=== INSTRUCTION A ===
Retype the entries from their first line through the line holding "241L193 217L125 210L14", inclusive.

### DOCUMENT EXTRACT ###

CP: While I don’t wish to see less of actor Bradley Cooper in 2014 …

 

RN: You or anyone else in the U.S. of A.

 

CP: I would like him, and all guys who sport facial hair, to think about shaving their neck hair. In front, it’s an easy DIY chore. In back, it’s something to ask of a loved one or a trusted stylist. Stubble that races past your chin and disappears into your collar? Not so much.

 

RN: I’m hoping that 2014 is the last full year that our eyes will lay upon the god-awful early-1990s edition of Nicollet Mall. New York City’s James Corner Field Operations can’t remake Minnesota’s Main Street fast enough.

 

CP: Are you sure you are willing to give up complaining about the mall?

 

RN: Who said anything about forfeiting my constitutionally guaranteed right to bellyache? If we could put the kibosh on movie-theater talkers, texters and excessive popcorn-rumblers, I’ll be a happy man in 2014.

 

CP: I would like to see fewer drivers who simply cannot be bothered to use their turn indicator.

 

RN: Or an ever-shrinking number of drivers who choose to camp out in the left lane as they self-righteously program the speed limit into their cruise control.

 

CP: Less about the Minnesota Orchestra disaster. Time to settle up, folks. Jeez, as we sometimes say here.

 

RN: Amen to that. I’d also like to see a dramatic decrease in the number of unshoveled sidewalks. When you get to be my age, hip breakage is a real and ever-growing concern.

### DATASET ENTRIES ###

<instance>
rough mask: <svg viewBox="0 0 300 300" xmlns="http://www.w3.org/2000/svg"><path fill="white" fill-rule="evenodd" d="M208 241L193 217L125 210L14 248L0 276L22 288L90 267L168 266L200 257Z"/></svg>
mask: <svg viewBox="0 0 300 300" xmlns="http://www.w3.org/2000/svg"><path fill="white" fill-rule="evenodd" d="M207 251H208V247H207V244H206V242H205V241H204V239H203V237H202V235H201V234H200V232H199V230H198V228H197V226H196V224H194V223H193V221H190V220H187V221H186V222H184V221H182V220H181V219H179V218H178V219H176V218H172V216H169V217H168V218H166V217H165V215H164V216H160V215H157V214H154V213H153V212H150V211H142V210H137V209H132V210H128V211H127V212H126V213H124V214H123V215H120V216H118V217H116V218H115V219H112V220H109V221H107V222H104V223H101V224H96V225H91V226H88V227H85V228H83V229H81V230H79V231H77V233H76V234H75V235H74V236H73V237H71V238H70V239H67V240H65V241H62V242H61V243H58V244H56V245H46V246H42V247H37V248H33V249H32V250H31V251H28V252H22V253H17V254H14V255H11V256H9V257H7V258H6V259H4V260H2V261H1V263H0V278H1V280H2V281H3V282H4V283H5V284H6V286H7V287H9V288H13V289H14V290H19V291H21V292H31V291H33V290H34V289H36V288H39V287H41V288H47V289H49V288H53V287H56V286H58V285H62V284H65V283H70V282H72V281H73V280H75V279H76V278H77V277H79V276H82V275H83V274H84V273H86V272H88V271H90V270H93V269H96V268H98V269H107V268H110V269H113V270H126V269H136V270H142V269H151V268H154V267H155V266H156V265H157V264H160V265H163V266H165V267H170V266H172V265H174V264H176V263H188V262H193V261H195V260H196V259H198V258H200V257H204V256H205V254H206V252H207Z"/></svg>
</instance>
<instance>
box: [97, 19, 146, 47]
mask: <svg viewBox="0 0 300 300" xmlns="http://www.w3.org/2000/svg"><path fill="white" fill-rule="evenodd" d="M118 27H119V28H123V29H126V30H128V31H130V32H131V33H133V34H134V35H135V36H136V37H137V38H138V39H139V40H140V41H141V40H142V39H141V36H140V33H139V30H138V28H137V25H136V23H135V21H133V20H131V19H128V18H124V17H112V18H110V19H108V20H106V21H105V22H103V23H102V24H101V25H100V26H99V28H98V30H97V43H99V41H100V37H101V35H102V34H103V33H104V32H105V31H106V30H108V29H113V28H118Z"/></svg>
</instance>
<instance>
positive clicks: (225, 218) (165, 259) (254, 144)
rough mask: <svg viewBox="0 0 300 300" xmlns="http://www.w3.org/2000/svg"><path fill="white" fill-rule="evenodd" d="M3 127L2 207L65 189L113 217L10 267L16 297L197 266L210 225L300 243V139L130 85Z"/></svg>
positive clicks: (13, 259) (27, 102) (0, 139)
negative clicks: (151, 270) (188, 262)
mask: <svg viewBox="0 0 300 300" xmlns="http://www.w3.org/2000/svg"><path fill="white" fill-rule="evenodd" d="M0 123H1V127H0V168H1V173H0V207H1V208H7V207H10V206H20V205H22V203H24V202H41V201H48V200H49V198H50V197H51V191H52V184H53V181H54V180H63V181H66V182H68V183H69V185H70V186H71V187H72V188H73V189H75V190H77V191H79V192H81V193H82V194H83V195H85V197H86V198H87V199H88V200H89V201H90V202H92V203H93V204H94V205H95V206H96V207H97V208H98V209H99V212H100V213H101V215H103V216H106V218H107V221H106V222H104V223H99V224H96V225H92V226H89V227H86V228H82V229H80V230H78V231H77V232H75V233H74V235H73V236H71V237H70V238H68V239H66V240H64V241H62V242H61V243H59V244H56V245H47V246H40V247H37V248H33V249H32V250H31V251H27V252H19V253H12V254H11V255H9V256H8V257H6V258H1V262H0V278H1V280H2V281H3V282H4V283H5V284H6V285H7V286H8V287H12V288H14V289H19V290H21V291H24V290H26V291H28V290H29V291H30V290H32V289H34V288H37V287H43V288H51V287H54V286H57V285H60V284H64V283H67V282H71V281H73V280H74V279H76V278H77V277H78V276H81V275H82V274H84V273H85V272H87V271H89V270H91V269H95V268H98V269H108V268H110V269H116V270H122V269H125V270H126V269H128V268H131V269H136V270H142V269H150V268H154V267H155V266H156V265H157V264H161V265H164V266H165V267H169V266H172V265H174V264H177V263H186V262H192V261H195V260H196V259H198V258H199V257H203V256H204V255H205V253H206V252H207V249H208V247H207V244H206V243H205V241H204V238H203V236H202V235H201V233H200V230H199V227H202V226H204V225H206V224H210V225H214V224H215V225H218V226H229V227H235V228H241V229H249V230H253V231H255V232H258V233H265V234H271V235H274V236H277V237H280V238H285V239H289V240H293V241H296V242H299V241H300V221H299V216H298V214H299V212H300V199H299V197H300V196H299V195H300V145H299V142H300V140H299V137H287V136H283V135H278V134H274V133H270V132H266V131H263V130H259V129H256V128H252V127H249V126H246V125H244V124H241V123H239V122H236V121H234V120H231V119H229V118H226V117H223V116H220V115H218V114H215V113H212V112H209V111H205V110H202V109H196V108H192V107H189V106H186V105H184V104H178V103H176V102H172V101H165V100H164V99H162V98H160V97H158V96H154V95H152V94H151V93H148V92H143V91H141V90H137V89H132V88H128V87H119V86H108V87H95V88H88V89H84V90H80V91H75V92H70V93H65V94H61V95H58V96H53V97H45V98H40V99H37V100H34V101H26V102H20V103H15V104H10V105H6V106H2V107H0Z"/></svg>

###

=== INSTRUCTION B ===
Extend the back-and-forth about what to see less of in 2014 beyond its final line.

=== TASK OUTPUT A ===
<instance>
rough mask: <svg viewBox="0 0 300 300" xmlns="http://www.w3.org/2000/svg"><path fill="white" fill-rule="evenodd" d="M208 241L193 217L125 210L14 248L0 276L22 288L90 267L168 266L200 257Z"/></svg>

=== TASK OUTPUT B ===
 

CP: Less spitting.

 

RN: That finishing school you call Macalester really finished you off, didn’t it? Although on a related note, my nose would love to experience fewer rank scents from the unwashed workout apparel worn by my fellow gym enthusiasts.

 

CP: Less spam.

 

RN: I’d love to see the dreaded restaurant server query that is “Are you still working on that?” driven into extinction.

 

CP: The whole cutesy hashtag thing could be severely curtailed, #andIwouldntcare.

 

RN: #Youkillme. Here’s hoping for fewer social-media outlets, not more. By the time I get around to Instagram or Reddit, they’ll have gone the way of Myspace.

 

CP: Chop, chop, Sugar. You shoulda been on Instagram years ago. Your burger pix alone would take you to the moon. Your many fans deserve no less.

 

RN: If you’re referring to my mother, she’s rarely online.